Give the following data as a Markdown table with two columns, "Row" and "Line". Number each line in the Row column and leave out any blank lines.

* Start MATERIAL PROVIDED *

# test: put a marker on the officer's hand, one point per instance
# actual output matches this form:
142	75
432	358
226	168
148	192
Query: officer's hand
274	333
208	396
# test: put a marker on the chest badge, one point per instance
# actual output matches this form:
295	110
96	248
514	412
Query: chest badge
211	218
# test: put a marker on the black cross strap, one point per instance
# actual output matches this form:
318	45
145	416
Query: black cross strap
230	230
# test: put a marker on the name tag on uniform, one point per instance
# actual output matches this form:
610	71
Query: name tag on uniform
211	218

* End MATERIAL PROVIDED *

SOLUTION FOR THIS TASK –
| Row | Line |
|---|---|
| 1 | # test: put a marker on the officer's hand, one point per instance |
| 2 | # actual output matches this form: |
| 3 | 142	75 |
| 4 | 432	358 |
| 5 | 226	168 |
| 6 | 148	192 |
| 7 | Query: officer's hand |
| 8 | 274	333 |
| 9 | 208	396 |
| 10 | # test: put a marker on the chest badge, one point per instance |
| 11 | # actual output matches this form: |
| 12 | 295	110 |
| 13 | 96	248 |
| 14 | 514	412 |
| 15 | Query: chest badge |
| 16 | 211	218 |
| 17 | # test: put a marker on the black cross strap, one point per instance |
| 18 | # actual output matches this form: |
| 19 | 318	45 |
| 20 | 145	416 |
| 21 | Query: black cross strap |
| 22 | 230	230 |
| 23 | # test: put a marker on the name tag on uniform, one point per instance |
| 24 | # actual output matches this form: |
| 25 | 610	71 |
| 26 | Query: name tag on uniform |
| 27 | 211	218 |